● **WORK ITEM**
Show all lines from the records below in which the string "white" is present.

● **Saved entries**
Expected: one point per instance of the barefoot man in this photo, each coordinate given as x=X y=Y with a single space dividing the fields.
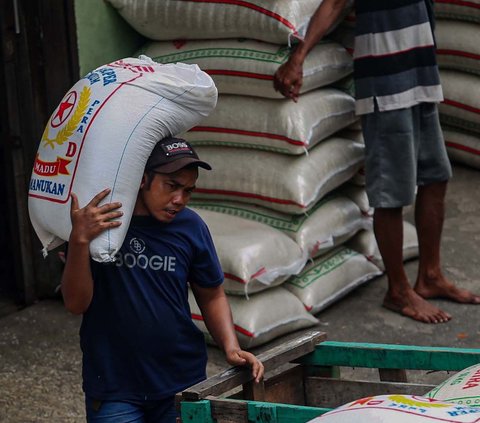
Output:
x=397 y=88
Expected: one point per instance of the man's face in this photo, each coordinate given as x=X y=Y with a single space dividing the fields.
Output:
x=166 y=195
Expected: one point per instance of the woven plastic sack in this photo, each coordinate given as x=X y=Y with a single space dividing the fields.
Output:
x=281 y=126
x=330 y=223
x=457 y=45
x=462 y=388
x=364 y=242
x=253 y=256
x=246 y=67
x=101 y=135
x=275 y=21
x=358 y=195
x=289 y=184
x=462 y=147
x=461 y=107
x=331 y=277
x=262 y=317
x=458 y=10
x=399 y=409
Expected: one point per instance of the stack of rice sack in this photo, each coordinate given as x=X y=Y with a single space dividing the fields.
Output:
x=455 y=400
x=457 y=33
x=277 y=195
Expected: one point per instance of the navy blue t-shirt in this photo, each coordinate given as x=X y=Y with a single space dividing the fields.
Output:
x=137 y=337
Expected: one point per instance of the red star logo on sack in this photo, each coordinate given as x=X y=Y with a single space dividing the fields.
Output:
x=64 y=109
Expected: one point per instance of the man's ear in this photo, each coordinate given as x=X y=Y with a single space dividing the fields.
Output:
x=144 y=180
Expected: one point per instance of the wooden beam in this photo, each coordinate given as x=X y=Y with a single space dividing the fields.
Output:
x=271 y=359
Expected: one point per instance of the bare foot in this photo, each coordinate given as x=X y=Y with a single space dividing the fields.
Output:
x=410 y=304
x=442 y=288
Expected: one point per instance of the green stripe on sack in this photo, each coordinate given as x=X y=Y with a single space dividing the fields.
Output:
x=232 y=53
x=331 y=262
x=289 y=223
x=458 y=122
x=241 y=145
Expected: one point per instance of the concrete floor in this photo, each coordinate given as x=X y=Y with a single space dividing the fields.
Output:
x=40 y=358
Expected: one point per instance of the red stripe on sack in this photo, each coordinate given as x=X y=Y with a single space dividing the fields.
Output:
x=462 y=147
x=249 y=5
x=460 y=3
x=233 y=277
x=237 y=328
x=466 y=107
x=459 y=53
x=247 y=133
x=250 y=75
x=248 y=195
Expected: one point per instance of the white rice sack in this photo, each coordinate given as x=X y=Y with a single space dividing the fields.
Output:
x=289 y=184
x=275 y=21
x=358 y=195
x=253 y=256
x=462 y=10
x=262 y=317
x=457 y=45
x=246 y=67
x=399 y=409
x=282 y=126
x=462 y=147
x=364 y=242
x=462 y=388
x=331 y=277
x=461 y=107
x=101 y=135
x=331 y=222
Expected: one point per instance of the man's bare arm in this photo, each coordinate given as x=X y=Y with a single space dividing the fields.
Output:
x=288 y=79
x=87 y=224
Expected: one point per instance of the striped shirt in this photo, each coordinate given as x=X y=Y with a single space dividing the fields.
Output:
x=394 y=59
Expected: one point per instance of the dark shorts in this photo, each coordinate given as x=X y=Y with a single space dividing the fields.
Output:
x=403 y=149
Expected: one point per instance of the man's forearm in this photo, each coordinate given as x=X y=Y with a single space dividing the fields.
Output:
x=322 y=20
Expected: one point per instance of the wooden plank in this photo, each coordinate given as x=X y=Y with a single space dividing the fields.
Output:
x=393 y=375
x=331 y=353
x=331 y=393
x=254 y=391
x=235 y=411
x=286 y=387
x=271 y=359
x=197 y=412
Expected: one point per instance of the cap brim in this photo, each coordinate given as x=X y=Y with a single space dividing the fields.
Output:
x=180 y=164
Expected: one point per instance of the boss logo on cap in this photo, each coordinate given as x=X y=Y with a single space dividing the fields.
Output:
x=178 y=147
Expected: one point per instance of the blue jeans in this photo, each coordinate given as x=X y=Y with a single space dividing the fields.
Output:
x=162 y=411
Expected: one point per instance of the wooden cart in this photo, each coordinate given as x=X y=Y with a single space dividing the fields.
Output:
x=303 y=380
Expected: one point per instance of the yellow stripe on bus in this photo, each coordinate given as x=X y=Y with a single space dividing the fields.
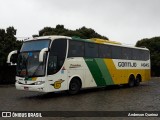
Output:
x=122 y=76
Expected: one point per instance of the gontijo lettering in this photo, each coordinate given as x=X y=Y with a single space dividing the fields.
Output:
x=127 y=64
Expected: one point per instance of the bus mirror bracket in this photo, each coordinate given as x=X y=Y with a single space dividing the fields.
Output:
x=41 y=54
x=9 y=57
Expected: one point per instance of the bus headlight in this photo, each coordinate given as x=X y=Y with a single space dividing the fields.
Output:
x=39 y=82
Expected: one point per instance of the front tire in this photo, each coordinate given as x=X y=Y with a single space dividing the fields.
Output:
x=74 y=87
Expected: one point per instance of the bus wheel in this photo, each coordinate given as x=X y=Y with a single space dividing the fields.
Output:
x=74 y=86
x=131 y=81
x=137 y=82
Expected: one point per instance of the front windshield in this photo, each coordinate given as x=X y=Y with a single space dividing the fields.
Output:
x=28 y=64
x=35 y=45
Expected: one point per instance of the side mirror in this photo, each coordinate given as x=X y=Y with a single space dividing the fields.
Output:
x=41 y=54
x=10 y=55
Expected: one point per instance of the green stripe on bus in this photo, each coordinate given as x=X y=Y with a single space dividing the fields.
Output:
x=104 y=70
x=95 y=71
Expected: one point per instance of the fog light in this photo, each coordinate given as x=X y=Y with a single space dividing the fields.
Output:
x=39 y=83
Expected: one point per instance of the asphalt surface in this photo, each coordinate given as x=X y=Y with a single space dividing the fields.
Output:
x=145 y=97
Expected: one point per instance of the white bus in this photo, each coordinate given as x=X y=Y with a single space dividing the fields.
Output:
x=58 y=63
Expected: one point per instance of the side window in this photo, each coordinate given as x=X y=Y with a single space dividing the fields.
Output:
x=127 y=53
x=116 y=52
x=104 y=51
x=76 y=49
x=91 y=50
x=56 y=56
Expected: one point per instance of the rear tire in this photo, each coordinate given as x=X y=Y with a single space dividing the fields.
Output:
x=74 y=86
x=137 y=82
x=131 y=81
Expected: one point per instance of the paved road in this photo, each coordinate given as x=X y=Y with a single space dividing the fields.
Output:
x=145 y=97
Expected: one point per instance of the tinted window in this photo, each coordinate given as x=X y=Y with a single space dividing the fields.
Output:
x=127 y=53
x=57 y=55
x=104 y=51
x=91 y=50
x=76 y=49
x=116 y=52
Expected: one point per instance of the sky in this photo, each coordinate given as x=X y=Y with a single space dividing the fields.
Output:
x=125 y=21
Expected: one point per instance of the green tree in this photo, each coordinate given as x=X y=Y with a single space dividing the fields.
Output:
x=83 y=32
x=153 y=44
x=8 y=43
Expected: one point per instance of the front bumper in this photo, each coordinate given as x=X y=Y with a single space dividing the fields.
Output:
x=38 y=88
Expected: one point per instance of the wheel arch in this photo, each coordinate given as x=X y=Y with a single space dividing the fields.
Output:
x=75 y=77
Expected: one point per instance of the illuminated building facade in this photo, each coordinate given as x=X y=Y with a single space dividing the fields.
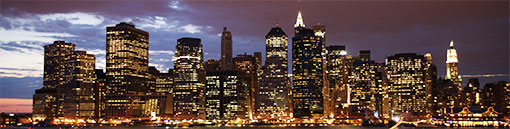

● **WRITTEN REPLY**
Expected: one point per instance of the white rice sack in this photo, each coordinate given as x=X y=Y with a single space dividing the fields.
Expected: one point per instance of the white bus in this photo, each coordinate given as x=X y=Y with a single space dividing the fields.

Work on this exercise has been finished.